_About this exercise_: Scan the material that follows for lines with "flower". Answer with how many there are, nothing else.

_Task material_:
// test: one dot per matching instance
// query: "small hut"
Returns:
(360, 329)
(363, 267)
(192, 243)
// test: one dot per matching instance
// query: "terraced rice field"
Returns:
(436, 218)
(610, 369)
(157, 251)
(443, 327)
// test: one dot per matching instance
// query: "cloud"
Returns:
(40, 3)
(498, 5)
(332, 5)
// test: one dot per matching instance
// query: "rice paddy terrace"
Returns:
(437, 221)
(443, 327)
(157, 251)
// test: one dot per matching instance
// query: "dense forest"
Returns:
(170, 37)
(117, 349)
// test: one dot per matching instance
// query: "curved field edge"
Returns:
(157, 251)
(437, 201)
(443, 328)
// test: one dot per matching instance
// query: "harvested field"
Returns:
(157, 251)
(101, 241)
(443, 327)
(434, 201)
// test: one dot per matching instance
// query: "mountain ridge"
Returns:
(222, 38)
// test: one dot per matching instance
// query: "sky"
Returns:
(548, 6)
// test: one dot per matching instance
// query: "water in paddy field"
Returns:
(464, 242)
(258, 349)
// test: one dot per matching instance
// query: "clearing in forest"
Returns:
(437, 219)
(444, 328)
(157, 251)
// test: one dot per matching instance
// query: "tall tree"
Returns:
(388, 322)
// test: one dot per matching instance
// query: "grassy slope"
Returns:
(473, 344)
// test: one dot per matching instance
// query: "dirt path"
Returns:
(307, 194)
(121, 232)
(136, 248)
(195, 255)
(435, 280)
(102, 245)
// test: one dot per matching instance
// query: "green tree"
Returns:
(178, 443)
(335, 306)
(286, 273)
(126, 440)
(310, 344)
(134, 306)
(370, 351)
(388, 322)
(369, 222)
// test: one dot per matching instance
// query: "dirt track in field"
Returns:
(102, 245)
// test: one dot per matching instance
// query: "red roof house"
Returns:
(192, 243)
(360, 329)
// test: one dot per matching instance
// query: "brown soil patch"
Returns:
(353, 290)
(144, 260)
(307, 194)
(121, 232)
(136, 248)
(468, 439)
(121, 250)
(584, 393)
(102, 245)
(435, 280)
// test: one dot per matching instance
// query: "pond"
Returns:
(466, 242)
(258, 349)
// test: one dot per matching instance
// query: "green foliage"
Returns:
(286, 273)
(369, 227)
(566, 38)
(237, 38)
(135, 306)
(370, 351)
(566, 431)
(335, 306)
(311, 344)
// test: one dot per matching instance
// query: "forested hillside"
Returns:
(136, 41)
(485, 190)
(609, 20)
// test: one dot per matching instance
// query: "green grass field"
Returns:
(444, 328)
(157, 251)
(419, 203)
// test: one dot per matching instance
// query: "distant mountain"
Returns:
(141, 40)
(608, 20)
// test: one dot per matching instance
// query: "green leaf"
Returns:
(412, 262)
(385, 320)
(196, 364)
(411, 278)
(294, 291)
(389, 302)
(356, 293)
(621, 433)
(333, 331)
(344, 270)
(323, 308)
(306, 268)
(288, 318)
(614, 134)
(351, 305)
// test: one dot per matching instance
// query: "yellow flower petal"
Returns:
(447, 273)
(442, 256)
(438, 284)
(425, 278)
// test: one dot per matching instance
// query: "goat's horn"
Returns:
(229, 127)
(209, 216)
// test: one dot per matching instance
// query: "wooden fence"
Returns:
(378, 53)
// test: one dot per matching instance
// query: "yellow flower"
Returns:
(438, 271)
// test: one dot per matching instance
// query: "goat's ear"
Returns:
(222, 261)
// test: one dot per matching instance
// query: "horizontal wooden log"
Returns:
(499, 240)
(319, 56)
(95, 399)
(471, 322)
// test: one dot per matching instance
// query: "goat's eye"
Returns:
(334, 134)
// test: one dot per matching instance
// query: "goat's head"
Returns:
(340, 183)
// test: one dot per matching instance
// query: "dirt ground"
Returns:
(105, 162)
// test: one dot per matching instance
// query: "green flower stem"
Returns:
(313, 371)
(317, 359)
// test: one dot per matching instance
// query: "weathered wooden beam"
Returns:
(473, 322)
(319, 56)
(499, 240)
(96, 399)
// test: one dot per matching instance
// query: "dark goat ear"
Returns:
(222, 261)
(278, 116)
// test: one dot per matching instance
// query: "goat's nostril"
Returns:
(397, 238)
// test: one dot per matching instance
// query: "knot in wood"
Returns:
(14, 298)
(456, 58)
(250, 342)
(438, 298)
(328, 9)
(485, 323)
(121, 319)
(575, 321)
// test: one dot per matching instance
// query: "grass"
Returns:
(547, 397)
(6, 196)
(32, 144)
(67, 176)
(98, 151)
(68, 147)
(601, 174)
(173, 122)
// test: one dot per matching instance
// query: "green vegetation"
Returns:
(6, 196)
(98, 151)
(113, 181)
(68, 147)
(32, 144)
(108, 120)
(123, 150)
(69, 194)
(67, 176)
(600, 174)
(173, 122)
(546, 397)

--

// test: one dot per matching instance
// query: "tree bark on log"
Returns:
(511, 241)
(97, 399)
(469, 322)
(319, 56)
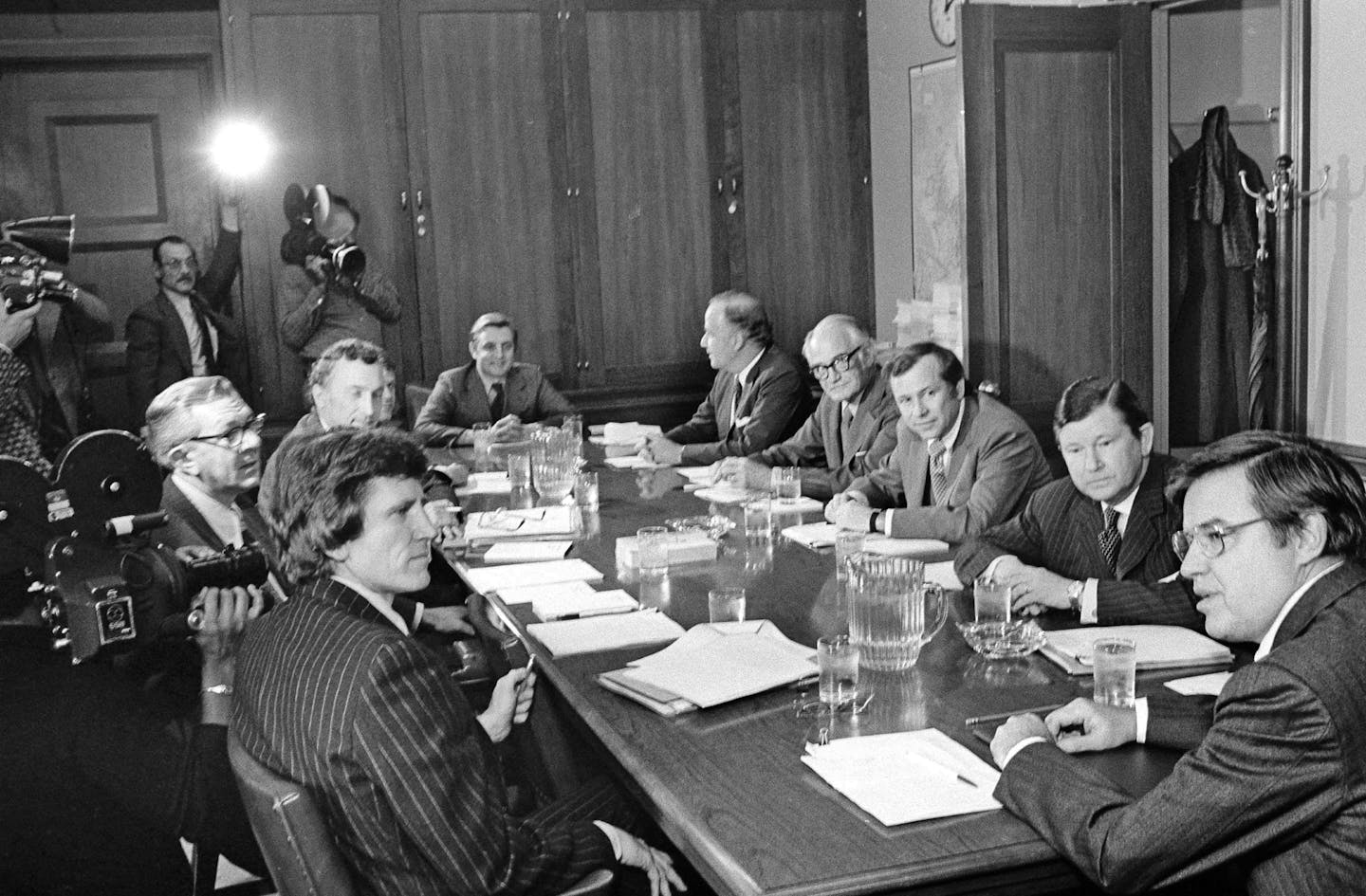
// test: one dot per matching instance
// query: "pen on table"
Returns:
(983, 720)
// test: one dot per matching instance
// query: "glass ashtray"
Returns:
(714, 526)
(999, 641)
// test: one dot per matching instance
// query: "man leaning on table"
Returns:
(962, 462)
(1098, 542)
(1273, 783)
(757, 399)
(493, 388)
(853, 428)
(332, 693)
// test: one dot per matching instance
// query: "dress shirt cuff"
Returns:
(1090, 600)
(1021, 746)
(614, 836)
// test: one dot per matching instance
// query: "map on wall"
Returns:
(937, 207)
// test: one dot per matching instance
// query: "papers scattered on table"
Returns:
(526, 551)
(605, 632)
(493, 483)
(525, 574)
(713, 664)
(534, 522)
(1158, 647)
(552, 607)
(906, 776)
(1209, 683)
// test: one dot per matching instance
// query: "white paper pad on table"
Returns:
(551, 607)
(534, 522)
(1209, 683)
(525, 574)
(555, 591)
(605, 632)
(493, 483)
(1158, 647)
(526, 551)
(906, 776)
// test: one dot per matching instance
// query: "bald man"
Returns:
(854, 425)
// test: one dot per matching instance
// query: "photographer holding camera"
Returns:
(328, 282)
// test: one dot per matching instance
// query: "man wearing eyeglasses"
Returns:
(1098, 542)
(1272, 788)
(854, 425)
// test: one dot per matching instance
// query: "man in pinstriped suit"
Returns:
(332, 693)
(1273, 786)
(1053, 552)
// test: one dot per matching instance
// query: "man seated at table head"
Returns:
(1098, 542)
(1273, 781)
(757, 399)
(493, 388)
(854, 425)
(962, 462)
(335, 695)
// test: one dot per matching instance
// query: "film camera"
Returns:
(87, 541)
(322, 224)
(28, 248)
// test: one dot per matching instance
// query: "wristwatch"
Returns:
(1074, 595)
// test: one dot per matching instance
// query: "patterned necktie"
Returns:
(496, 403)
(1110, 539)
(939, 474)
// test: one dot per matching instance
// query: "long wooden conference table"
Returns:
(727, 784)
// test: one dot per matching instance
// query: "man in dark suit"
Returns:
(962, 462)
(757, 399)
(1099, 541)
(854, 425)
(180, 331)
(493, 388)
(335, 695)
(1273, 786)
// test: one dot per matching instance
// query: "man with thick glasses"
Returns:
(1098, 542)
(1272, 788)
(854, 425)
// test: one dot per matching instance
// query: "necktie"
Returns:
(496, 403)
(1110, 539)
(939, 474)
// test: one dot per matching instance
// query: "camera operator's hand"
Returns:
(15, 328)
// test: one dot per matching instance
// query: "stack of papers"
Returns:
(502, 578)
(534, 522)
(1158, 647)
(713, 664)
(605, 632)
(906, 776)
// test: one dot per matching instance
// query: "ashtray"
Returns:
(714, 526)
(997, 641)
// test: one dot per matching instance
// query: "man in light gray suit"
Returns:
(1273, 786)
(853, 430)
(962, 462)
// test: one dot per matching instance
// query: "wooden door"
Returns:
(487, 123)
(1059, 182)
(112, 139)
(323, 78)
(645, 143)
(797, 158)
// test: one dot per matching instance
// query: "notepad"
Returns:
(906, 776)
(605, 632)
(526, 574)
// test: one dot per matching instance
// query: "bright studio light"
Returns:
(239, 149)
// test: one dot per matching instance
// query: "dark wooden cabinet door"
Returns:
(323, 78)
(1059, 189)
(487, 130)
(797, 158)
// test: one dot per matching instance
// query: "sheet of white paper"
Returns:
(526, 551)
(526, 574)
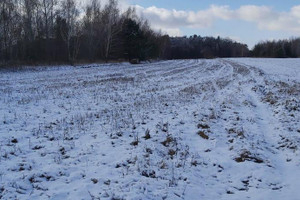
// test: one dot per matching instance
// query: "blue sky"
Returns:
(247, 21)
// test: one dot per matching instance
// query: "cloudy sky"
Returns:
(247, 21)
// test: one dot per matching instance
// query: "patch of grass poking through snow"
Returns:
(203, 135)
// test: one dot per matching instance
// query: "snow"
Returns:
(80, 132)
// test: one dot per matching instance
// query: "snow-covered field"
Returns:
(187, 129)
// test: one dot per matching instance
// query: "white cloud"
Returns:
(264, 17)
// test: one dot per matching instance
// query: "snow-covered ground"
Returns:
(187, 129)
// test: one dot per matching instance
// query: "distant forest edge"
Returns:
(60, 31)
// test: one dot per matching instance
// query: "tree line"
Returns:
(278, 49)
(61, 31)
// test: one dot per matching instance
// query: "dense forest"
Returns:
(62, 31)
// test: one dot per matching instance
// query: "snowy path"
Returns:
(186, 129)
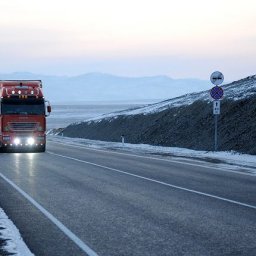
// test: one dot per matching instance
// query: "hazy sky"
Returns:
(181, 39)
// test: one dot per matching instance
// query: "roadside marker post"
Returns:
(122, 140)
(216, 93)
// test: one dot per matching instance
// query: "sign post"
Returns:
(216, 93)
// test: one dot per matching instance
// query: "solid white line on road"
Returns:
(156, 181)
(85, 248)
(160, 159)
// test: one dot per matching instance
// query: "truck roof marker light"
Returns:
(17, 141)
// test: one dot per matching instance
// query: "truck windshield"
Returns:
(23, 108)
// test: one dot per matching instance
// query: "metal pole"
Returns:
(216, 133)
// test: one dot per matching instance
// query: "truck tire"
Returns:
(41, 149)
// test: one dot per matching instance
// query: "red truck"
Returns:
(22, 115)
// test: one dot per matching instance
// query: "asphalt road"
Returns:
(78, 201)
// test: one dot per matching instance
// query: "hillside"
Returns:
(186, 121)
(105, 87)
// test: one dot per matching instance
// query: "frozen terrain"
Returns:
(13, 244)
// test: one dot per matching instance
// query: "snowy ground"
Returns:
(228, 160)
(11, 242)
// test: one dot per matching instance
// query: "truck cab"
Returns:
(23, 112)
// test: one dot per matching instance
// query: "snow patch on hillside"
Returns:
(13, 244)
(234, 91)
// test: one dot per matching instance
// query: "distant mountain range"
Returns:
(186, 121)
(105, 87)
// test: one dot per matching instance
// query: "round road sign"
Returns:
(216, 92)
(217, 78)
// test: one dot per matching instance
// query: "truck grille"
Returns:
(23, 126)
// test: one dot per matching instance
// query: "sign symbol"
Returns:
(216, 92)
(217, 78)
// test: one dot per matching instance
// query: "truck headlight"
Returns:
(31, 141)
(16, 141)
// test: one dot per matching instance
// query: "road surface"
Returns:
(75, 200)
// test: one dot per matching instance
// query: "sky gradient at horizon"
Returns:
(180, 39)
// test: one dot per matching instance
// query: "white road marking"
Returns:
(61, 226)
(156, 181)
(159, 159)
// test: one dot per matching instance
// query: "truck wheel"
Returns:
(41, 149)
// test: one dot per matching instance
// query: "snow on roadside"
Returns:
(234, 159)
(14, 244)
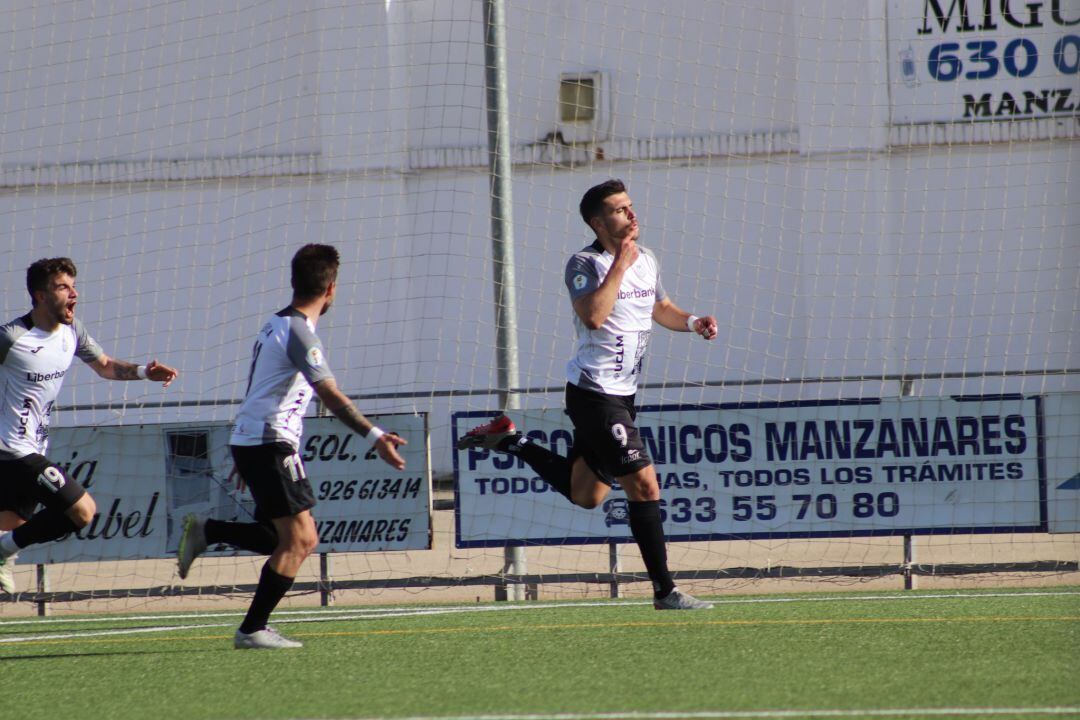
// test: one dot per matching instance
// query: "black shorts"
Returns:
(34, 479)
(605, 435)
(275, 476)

_Result for this task_: 3